Exercise brief -> Each record below must be returned exactly as shown.

Object point labels ->
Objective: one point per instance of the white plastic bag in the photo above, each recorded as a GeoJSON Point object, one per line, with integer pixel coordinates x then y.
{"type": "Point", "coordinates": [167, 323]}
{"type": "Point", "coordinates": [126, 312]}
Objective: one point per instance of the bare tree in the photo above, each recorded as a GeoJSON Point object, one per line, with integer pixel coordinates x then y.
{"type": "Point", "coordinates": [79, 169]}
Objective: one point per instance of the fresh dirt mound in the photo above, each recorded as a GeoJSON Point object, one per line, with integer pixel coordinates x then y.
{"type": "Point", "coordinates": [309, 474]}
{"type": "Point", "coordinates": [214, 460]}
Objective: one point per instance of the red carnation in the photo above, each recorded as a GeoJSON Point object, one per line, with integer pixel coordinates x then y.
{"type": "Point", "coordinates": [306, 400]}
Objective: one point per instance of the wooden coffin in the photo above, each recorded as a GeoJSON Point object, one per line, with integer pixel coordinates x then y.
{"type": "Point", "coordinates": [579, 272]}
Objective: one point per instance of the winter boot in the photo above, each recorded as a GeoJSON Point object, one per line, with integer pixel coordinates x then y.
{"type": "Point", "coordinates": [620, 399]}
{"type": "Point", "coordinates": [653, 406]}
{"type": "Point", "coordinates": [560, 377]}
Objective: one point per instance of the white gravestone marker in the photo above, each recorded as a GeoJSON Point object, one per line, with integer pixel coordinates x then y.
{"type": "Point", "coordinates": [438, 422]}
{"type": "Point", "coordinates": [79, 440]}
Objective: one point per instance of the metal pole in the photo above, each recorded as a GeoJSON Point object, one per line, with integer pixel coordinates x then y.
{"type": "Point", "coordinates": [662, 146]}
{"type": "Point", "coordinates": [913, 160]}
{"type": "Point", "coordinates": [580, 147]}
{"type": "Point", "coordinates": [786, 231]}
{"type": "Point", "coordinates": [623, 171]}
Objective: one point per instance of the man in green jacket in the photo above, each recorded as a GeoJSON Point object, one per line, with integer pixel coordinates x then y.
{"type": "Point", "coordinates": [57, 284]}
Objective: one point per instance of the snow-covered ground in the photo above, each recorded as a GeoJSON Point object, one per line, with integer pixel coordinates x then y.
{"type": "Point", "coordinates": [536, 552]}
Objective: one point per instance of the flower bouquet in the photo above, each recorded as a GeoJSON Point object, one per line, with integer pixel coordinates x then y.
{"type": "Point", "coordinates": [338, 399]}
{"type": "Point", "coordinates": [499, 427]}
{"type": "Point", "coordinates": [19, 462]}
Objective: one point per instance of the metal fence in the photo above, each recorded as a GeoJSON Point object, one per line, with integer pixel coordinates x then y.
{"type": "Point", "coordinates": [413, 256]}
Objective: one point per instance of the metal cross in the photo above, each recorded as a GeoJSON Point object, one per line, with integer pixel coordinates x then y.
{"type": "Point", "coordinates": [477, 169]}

Result of this exercise ->
Objective: one point per instance of the white plastic bag in the photo above, each recorded as a GeoJSON Point object, one per line, with integer pixel coordinates x then y.
{"type": "Point", "coordinates": [167, 323]}
{"type": "Point", "coordinates": [126, 312]}
Objective: one point per instance of the bare tree in the photo above, each recorded as a GeoJSON Point object, one per line, with integer pixel coordinates x then y.
{"type": "Point", "coordinates": [79, 169]}
Objective: one point per instance of the fresh dirt mound in the photo above, each recorded as a GeoJSON Point object, one per line, with integer pixel coordinates x then y.
{"type": "Point", "coordinates": [309, 474]}
{"type": "Point", "coordinates": [214, 460]}
Objective: one point per instance of the red carnation in the photo above, each recorded as a GeoJSON Point object, one per line, with integer pixel coordinates x then y.
{"type": "Point", "coordinates": [306, 400]}
Objective: one point per instance of the wooden coffin in the photo above, each recorded as a GeoJSON Point object, one per line, with integer pixel coordinates x then y.
{"type": "Point", "coordinates": [579, 272]}
Objective: one point per instance of the winter boot in the photo above, each recorded as a GeoJSON Point object, one per line, with integer pixel coordinates x then y.
{"type": "Point", "coordinates": [620, 399]}
{"type": "Point", "coordinates": [653, 406]}
{"type": "Point", "coordinates": [560, 377]}
Objective: one point per instance of the white gravestone marker in the photo above, each recorded as a GeoJSON Point object, one per line, with integer pixel coordinates x then y.
{"type": "Point", "coordinates": [438, 422]}
{"type": "Point", "coordinates": [79, 440]}
Objective: one point per instance of the metal pole in the photo above, each recorded as a GeoJSON Point object, one per line, with integer pixel coordinates x then y.
{"type": "Point", "coordinates": [662, 146]}
{"type": "Point", "coordinates": [913, 160]}
{"type": "Point", "coordinates": [580, 147]}
{"type": "Point", "coordinates": [786, 231]}
{"type": "Point", "coordinates": [623, 171]}
Objective: one point per instance of the man in green jacket in the photo above, each recorded as a GeoJSON Point object, one per line, with integer pixel coordinates x then y.
{"type": "Point", "coordinates": [57, 284]}
Objective: one point per instance of the snow-covered ground in the photo above, each recorded as a GeoJSON Point object, one per line, with integer pixel coordinates x then y.
{"type": "Point", "coordinates": [536, 552]}
Objective: one point per instance of the flower bouquet in the photo above, each recorded as a GeoJSON Point object, one per line, with integer pixel coordinates x then y.
{"type": "Point", "coordinates": [338, 399]}
{"type": "Point", "coordinates": [499, 427]}
{"type": "Point", "coordinates": [19, 462]}
Objective: one point per instance of the metal fence in the photo above, each recorded as a GeoJSON Point object, one per line, with integer pixel coordinates x then y.
{"type": "Point", "coordinates": [413, 256]}
Objective: one point per instance of the metal cross in the photo above, each recorded as a GeoJSON Point object, one per line, with integer pixel coordinates x then y.
{"type": "Point", "coordinates": [477, 169]}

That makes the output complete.